Reading text |
Watching events unfold from far away sometimes offers a fresh or detached perspective. At other times it is confusing because salient facts obvious to those close to ground zero are hard to make out.
Then there are events that are so simple and obvious that it’s hard to mistake them, even if doubts are raised about the culpability of many who refuse to draw the obvious conclusions.
The obvious conclusion drawn all over the world, and by large swathes of the American population, is that President Trump must be deposed for the good of the country. Why is there still hesitation?
There are many answers all leading back to the mercenary but spineless character of the loose reactionary collective known as the Republican Party, whose members are individually and collectively as guilty as the President of all his failures for not stepping in to stop the haemorrhage.
Can they really not see how disastrous Trump is turning out to be to the interests of rich and poor citizens for his simple-mindedness, quantum attention span, towering ego, and ignorant stupidity? I’m not trying to be insulting or glib here; there are prettier words for doing that. The evidence offered by insiders is that Trump is ill educated and not very experienced outside a narrow range of hucksterism (ignorance). His own actions, particularly by creating bad publicity with tweets, demonstrate that he seems incapable of learning from his own mistakes (stupidity). Statements by advisers and others indicate that he seems unable to concentrate on anything longer or more complex than soundbites, and even his own speech patterns indicate that he loses his own thread repeatedly in perpetually incomplete and incoherent sentences (attention span). In the gaps not filled by stupid statements and actions, he finds time to persist in singing his own praises in such transparent fashion that narcissism and ego are words that seem too gentle to describe his pathology (ego).
Although Trump is only nominally a Republican, he has been able to count on the party’s support despite exercising a ‘zugzwang’ – a continuous pattern of wrong-footing the party and forcing it into surrendering strategic advantage while suffering damaging public backlash.

Exercise goal |
Using the commentary on Trump and the Republican Party, explain in one to three sentences why the writer uses the label "stupidity" for Trump.

Supplied entries |
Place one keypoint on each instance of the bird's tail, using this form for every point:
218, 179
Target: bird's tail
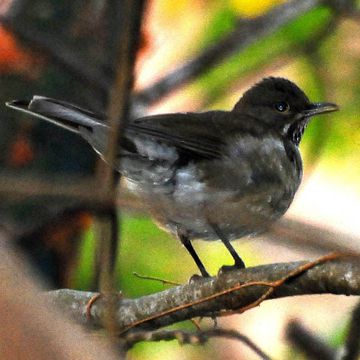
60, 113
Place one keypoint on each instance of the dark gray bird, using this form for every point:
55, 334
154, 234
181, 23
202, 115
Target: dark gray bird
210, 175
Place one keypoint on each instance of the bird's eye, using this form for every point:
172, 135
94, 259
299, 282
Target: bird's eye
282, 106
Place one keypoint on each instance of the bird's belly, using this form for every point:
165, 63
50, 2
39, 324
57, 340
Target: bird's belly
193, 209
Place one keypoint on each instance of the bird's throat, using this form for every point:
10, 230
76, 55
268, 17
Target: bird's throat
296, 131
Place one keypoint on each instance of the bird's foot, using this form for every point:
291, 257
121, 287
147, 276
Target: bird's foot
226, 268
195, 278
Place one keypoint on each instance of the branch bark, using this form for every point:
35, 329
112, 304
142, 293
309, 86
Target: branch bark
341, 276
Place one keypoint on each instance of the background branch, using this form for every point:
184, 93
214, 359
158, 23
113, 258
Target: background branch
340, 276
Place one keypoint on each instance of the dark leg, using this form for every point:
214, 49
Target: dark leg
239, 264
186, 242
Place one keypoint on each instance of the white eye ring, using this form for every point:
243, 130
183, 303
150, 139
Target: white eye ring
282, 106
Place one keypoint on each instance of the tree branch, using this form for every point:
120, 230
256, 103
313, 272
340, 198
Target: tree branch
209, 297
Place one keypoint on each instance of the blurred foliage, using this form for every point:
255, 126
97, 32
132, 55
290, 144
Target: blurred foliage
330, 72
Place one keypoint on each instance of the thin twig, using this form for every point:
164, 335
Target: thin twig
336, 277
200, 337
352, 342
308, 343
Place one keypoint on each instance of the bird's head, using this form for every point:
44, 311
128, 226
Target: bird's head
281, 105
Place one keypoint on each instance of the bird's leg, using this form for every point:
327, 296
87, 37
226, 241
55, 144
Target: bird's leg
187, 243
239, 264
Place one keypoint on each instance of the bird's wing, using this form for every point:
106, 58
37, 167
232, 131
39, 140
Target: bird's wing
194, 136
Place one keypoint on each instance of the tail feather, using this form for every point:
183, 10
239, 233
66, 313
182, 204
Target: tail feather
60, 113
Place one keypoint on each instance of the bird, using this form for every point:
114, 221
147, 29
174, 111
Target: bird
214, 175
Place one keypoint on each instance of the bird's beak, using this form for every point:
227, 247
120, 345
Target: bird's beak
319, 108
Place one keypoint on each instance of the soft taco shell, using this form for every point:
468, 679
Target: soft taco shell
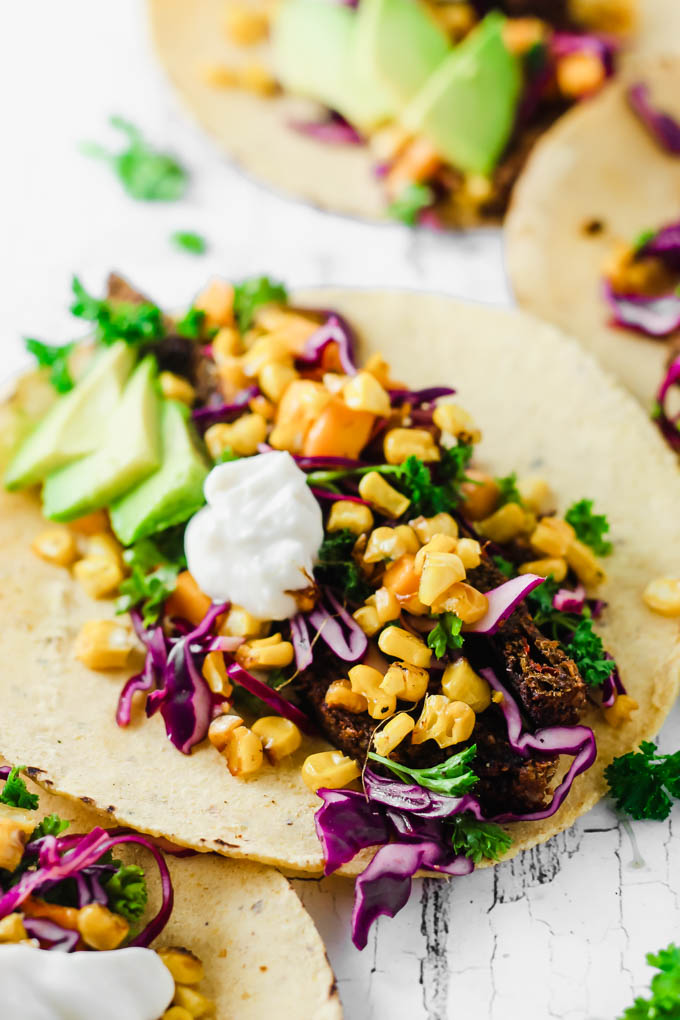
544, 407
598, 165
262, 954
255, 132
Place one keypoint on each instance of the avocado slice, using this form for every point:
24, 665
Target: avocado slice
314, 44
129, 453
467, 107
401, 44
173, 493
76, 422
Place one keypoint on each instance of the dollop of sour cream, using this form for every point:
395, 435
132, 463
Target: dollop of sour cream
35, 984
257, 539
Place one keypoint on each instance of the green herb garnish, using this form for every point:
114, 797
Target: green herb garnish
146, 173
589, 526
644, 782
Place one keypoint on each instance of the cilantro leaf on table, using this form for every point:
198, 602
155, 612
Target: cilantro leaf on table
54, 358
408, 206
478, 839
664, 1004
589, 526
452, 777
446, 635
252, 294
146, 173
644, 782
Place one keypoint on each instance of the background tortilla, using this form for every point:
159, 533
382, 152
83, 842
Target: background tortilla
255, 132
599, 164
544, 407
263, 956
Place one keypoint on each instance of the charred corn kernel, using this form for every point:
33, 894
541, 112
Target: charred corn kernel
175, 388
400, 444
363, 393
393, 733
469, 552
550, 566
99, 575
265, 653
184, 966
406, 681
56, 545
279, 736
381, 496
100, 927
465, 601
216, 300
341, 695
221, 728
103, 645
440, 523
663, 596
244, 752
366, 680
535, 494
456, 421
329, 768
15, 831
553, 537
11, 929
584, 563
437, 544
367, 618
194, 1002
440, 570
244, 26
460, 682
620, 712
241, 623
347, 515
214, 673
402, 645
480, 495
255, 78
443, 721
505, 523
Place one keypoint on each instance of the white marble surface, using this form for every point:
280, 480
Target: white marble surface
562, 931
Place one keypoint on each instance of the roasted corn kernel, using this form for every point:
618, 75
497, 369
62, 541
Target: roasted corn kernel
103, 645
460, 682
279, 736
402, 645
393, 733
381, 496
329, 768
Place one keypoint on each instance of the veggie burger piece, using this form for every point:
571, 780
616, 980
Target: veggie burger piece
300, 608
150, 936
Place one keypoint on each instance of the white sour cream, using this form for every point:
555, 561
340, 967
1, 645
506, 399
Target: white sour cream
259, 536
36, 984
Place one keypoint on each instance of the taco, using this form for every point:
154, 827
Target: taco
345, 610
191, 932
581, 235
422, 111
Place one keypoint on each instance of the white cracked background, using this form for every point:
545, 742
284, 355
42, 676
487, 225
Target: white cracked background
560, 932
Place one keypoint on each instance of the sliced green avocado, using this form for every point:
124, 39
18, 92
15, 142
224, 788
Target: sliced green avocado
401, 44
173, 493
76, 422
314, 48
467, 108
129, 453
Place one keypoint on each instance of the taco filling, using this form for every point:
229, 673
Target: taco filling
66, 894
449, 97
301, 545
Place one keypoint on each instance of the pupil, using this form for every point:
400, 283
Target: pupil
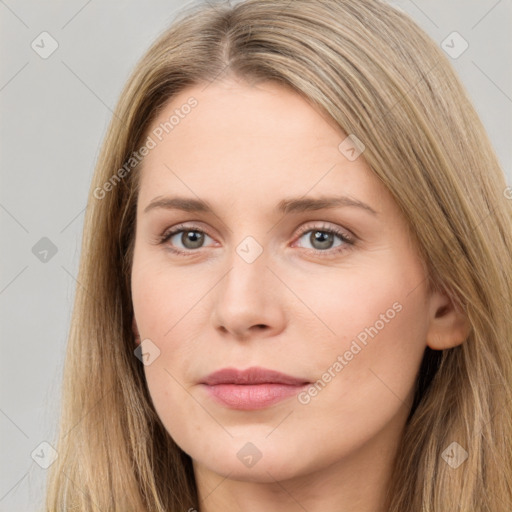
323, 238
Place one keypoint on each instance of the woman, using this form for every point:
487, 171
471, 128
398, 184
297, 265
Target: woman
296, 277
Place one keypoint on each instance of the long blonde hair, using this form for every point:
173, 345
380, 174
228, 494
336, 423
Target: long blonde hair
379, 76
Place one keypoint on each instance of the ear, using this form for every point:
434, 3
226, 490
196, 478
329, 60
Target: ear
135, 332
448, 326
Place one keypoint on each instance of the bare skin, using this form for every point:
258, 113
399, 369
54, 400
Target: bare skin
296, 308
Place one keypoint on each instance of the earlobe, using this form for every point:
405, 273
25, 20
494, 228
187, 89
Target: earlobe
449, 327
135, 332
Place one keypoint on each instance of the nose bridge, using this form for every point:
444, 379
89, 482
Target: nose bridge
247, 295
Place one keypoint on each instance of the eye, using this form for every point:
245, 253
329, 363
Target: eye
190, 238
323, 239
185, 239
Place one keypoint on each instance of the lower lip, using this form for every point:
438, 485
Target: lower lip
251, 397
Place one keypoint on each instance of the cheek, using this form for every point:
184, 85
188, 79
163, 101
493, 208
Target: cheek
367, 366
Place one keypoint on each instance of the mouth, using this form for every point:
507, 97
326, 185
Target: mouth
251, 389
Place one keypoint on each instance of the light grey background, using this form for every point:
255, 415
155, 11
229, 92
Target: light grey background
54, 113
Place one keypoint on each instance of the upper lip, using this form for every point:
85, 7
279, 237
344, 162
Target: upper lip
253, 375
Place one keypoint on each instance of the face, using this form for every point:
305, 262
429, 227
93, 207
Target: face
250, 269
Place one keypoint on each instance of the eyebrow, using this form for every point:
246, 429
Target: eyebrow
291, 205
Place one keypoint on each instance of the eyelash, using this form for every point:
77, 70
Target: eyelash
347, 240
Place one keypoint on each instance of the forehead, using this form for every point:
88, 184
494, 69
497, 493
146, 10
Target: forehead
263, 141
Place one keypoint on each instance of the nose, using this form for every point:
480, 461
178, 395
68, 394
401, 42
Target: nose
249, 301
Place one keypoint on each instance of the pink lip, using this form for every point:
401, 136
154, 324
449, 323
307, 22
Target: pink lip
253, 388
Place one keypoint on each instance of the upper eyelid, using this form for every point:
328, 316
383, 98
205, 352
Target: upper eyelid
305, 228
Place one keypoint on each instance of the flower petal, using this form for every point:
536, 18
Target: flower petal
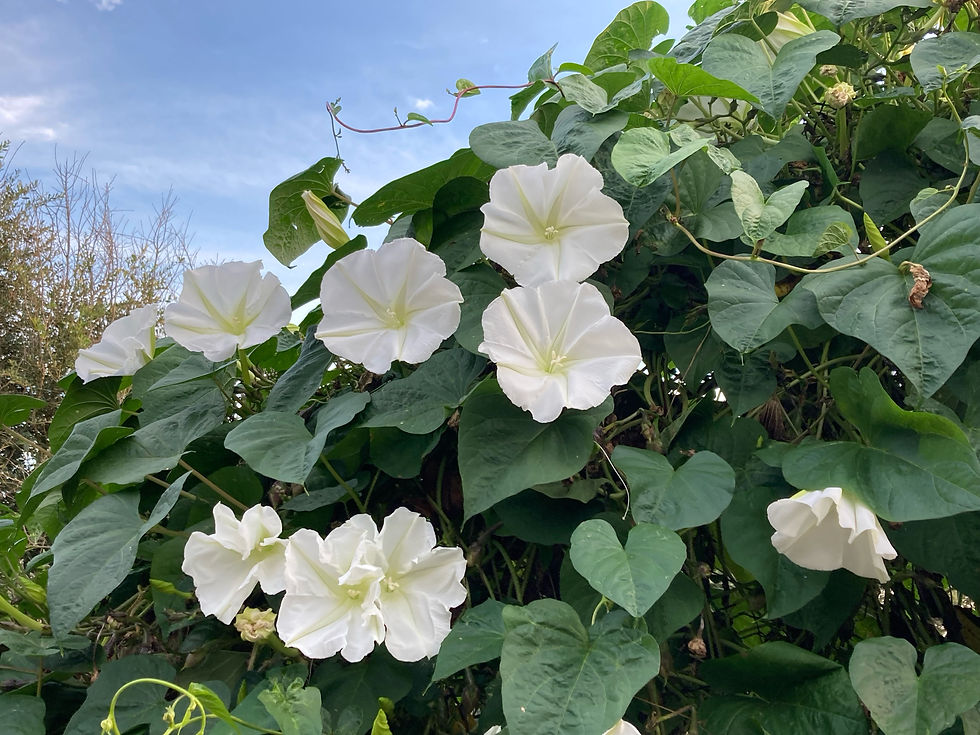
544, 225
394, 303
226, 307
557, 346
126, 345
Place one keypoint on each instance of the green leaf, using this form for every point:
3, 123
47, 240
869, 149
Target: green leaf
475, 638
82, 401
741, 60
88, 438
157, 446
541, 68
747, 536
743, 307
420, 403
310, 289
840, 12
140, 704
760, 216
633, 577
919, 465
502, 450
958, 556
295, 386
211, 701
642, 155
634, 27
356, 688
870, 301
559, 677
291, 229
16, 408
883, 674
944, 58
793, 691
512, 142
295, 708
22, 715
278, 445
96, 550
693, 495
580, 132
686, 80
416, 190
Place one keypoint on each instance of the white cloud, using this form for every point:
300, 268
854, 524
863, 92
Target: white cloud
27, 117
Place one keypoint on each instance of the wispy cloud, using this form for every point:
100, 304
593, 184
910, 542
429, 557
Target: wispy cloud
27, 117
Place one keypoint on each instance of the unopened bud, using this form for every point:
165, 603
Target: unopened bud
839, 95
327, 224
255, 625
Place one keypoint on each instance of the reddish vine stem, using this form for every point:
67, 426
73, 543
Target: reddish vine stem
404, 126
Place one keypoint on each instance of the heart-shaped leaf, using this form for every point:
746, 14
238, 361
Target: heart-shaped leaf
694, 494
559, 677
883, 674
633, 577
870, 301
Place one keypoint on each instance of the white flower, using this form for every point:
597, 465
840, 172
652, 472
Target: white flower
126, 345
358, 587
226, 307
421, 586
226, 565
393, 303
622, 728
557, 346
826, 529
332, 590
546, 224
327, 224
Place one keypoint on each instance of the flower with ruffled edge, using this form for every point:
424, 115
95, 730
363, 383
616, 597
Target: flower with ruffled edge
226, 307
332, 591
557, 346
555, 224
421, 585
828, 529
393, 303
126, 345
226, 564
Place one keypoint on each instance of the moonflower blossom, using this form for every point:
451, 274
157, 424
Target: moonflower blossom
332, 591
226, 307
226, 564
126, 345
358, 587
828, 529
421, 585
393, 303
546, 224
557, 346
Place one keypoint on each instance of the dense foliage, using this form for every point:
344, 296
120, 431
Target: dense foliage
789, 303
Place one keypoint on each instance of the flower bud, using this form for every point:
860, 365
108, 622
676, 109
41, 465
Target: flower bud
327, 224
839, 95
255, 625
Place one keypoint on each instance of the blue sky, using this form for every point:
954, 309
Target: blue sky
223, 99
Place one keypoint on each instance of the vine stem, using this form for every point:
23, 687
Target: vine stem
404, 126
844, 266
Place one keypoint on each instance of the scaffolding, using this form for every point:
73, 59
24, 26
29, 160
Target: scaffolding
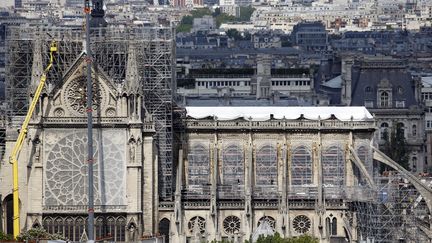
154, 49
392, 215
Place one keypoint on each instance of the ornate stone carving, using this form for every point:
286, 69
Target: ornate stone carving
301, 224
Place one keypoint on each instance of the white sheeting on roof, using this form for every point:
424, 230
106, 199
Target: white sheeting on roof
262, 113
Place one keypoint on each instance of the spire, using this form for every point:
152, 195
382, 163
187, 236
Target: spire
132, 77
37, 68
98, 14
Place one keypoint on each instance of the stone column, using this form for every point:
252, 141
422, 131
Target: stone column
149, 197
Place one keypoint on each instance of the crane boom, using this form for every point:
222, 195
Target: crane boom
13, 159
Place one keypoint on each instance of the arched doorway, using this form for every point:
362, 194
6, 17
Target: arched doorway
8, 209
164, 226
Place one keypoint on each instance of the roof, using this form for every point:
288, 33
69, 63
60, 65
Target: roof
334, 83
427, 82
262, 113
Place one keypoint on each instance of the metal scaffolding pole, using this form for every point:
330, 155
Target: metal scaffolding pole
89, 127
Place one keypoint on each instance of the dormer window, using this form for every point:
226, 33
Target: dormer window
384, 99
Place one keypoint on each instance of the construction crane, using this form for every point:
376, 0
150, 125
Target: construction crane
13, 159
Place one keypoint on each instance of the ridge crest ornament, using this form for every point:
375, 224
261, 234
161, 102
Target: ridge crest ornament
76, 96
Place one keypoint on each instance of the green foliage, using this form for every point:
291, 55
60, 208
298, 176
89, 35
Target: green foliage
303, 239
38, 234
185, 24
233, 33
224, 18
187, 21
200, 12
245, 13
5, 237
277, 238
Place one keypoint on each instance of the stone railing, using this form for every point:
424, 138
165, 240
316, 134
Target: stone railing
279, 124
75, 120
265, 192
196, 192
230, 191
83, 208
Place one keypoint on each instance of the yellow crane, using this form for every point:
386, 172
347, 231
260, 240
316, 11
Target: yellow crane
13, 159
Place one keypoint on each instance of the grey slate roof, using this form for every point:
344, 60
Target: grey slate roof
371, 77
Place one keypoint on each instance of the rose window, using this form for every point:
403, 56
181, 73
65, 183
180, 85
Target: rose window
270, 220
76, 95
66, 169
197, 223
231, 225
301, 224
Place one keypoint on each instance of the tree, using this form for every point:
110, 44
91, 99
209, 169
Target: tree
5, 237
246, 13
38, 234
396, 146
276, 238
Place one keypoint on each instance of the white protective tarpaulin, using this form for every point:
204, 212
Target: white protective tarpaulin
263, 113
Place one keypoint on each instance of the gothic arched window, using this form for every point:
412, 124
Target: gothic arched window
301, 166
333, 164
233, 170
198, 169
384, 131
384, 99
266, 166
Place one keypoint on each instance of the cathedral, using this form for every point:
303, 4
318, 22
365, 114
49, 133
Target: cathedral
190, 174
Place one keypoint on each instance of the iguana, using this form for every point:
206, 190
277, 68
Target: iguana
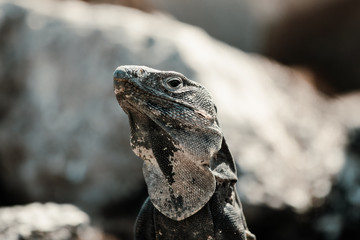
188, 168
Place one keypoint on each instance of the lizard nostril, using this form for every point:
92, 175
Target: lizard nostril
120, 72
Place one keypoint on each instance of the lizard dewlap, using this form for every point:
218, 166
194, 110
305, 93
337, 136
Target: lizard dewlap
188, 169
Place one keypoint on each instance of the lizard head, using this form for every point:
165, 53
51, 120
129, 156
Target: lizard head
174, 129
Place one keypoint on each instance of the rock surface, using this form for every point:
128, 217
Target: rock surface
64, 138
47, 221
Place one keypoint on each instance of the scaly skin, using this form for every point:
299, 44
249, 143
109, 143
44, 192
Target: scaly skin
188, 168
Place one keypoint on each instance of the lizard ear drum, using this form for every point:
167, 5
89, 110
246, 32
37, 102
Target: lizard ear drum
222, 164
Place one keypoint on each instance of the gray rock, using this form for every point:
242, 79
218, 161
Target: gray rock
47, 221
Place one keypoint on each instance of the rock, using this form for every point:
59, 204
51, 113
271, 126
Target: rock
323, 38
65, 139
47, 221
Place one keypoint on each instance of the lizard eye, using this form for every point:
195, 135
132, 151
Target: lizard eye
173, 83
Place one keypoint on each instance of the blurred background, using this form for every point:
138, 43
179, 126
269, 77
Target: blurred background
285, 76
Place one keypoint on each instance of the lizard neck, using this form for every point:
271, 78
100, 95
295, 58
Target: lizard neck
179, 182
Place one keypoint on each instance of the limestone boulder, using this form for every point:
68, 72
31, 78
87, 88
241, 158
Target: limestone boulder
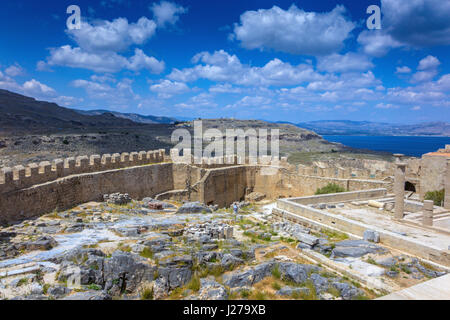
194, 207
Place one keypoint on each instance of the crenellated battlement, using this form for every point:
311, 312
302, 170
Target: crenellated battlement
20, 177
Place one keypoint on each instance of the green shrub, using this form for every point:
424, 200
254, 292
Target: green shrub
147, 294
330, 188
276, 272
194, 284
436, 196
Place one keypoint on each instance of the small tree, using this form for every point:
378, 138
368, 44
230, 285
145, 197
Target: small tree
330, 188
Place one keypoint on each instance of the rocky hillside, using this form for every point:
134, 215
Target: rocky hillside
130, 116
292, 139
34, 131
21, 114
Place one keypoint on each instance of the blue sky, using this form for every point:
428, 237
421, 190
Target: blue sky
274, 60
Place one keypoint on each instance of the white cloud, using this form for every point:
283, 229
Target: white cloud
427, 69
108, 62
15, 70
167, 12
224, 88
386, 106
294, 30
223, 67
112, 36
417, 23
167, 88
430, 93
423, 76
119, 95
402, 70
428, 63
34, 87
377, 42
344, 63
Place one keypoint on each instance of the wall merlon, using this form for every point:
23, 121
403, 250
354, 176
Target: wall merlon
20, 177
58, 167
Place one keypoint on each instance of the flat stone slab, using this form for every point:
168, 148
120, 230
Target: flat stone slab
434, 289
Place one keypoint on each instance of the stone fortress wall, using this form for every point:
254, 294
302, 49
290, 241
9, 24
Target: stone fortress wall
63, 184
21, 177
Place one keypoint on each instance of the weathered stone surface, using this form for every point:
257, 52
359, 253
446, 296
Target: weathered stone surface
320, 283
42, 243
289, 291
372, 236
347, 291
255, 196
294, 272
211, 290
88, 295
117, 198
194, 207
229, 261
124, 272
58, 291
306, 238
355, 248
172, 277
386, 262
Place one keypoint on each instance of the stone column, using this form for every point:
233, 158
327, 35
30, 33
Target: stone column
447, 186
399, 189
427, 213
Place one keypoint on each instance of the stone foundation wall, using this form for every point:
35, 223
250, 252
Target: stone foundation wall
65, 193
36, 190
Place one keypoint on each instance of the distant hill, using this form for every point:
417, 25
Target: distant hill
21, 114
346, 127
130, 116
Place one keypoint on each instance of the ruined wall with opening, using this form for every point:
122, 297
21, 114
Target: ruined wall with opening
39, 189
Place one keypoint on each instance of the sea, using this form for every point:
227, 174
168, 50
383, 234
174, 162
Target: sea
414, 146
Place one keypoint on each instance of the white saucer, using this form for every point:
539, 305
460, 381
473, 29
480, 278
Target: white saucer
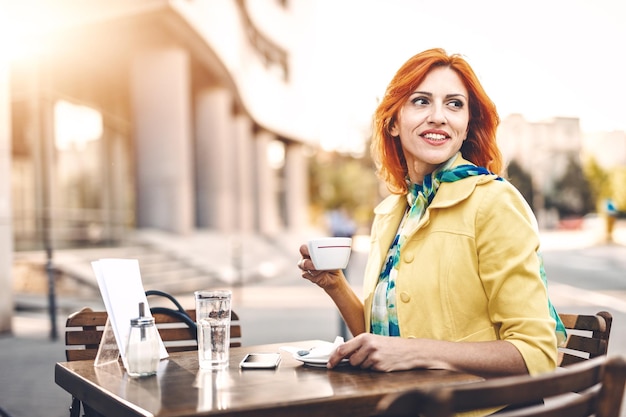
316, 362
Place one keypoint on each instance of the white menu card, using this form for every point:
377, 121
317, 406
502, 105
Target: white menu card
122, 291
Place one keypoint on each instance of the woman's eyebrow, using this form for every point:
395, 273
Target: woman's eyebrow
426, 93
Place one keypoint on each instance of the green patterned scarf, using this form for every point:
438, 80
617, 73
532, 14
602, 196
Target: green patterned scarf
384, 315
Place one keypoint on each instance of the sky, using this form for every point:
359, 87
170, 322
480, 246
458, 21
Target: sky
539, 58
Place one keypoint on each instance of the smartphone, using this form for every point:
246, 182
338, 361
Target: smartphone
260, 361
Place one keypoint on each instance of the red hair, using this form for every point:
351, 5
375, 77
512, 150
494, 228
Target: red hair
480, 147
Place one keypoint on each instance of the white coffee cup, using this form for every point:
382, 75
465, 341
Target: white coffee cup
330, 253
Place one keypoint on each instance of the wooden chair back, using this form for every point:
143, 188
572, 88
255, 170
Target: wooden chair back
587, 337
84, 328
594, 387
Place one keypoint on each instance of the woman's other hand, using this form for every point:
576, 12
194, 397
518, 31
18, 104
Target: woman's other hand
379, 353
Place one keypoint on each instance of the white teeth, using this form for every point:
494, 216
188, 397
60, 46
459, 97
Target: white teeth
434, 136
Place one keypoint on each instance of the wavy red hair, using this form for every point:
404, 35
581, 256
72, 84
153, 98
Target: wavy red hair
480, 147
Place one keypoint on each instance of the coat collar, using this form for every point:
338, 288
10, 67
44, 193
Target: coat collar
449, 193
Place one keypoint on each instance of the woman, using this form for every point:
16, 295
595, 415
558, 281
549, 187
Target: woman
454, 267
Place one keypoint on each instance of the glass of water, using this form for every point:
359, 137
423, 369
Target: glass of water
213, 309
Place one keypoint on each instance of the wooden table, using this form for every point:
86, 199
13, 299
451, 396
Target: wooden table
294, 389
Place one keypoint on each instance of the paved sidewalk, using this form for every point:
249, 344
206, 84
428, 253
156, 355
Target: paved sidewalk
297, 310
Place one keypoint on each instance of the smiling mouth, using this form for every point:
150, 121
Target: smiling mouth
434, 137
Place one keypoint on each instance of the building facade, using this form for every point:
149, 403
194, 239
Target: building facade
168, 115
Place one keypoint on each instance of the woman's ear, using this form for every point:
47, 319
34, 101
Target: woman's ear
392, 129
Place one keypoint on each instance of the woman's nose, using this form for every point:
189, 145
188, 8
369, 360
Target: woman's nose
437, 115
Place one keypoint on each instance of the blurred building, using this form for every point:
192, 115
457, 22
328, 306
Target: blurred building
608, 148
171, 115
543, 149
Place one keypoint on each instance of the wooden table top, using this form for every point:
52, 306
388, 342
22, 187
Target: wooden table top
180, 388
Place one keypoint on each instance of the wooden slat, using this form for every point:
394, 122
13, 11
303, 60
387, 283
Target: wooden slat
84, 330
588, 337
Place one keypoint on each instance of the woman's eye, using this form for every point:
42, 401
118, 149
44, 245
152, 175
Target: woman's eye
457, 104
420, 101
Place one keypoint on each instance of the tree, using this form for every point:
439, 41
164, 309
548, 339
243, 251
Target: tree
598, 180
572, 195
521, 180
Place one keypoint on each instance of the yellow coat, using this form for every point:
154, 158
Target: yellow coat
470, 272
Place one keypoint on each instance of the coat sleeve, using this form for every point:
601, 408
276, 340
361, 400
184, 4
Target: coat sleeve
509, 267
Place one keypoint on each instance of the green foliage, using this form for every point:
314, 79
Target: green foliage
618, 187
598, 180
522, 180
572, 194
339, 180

Finished exercise |
The writer points to Trump's own actions, especially the bad publicity he creates with his tweets. These show that he seems incapable of learning from his own mistakes.